* **Set exercise**
Update the records from the line with "# test: point to the mountain" through the end of the records, replacing "one marker per instance" with "one point per object" and changing nothing else. Return only those lines, and leave the pictures out.

* **Exercise data**
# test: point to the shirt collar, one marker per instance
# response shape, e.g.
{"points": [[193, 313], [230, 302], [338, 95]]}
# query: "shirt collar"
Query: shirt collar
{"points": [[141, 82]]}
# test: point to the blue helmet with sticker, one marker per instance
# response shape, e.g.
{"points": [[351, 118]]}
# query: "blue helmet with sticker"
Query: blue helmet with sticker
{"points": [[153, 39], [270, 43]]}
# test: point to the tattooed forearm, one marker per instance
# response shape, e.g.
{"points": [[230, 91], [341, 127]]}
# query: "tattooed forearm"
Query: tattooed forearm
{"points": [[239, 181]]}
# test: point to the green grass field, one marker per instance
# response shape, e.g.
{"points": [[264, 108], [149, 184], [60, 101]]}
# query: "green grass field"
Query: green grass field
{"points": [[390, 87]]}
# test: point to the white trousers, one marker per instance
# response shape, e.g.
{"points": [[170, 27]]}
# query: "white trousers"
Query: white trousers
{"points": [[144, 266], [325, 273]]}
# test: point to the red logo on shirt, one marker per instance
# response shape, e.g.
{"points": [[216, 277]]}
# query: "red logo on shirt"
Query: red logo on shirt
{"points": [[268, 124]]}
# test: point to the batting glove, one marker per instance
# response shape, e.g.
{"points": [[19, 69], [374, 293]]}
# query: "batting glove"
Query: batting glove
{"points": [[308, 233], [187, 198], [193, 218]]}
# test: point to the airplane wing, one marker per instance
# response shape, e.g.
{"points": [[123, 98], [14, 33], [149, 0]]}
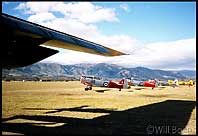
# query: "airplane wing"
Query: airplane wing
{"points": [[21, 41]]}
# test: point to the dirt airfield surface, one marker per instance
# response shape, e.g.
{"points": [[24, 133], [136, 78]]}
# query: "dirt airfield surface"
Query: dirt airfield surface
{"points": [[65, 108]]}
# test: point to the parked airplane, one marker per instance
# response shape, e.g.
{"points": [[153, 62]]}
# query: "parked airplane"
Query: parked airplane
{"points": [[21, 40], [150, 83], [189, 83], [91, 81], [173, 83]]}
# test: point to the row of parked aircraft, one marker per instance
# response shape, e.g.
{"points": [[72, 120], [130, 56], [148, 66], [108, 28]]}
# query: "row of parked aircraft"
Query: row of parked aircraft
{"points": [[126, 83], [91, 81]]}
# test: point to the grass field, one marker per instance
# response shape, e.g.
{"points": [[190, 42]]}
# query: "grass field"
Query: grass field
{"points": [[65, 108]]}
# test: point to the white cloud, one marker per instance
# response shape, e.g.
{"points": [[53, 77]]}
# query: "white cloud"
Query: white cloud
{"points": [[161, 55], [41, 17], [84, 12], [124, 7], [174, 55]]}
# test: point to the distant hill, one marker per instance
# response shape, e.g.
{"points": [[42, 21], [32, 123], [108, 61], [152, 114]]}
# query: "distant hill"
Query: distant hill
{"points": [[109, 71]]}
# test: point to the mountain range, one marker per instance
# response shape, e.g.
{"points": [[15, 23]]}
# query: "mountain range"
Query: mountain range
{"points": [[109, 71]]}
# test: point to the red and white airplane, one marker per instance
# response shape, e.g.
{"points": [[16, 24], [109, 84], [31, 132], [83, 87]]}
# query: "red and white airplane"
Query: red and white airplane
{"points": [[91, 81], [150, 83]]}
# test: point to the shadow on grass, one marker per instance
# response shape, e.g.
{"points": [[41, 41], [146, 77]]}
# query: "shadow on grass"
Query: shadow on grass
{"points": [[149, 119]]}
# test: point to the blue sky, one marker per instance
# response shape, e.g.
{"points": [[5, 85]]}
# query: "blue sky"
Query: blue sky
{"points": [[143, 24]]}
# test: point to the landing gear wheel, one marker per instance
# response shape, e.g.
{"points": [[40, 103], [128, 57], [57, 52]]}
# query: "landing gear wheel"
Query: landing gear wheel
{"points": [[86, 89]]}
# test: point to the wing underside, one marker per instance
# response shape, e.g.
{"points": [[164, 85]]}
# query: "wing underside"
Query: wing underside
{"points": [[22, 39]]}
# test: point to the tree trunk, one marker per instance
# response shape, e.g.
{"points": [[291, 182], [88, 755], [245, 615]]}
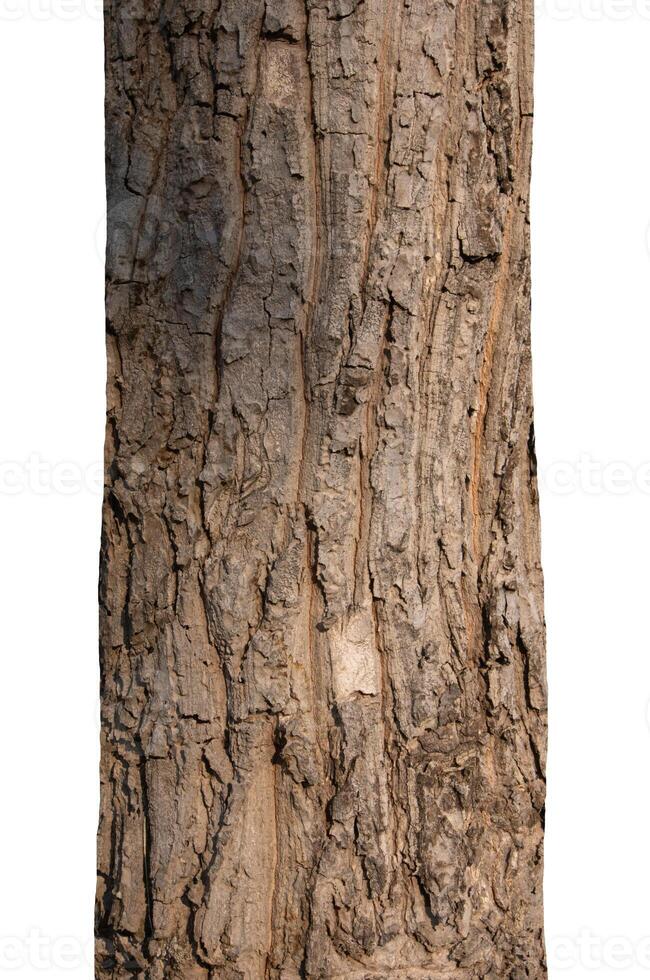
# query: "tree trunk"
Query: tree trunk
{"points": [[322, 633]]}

* **Expected answer**
# test: point to the mountain range, one point per object
# response shape, e.g.
{"points": [[15, 23]]}
# query: "mountain range"
Query: mountain range
{"points": [[109, 71]]}
# test: point to the red and white airplane, one point per object
# response shape, e.g.
{"points": [[16, 24], [109, 84], [31, 132], [83, 87]]}
# query: "red and white airplane"
Query: red and white airplane
{"points": [[91, 81], [150, 83]]}
# test: point to the shadow on grass, one point per object
# response shape, e.g.
{"points": [[41, 41], [146, 77]]}
# query: "shadow on grass"
Query: shadow on grass
{"points": [[149, 119]]}
# test: point to the blue sky, one point per object
# response shape, e.g.
{"points": [[5, 85]]}
# query: "blue sky"
Query: blue sky
{"points": [[143, 24]]}
# test: point to the landing gear wheel, one point per object
# response shape, e.g.
{"points": [[40, 103], [128, 57], [57, 52]]}
# query: "landing gear wheel"
Query: landing gear wheel
{"points": [[86, 89]]}
# test: point to the wing underside, one point per object
# response shape, e.g.
{"points": [[164, 85]]}
# query: "wing underside"
Query: wing underside
{"points": [[22, 39]]}
# test: point to the tree trunk, one point per object
# response shape, e.g.
{"points": [[291, 182], [88, 755], [245, 615]]}
# query: "tree trunk"
Query: tree trunk
{"points": [[322, 633]]}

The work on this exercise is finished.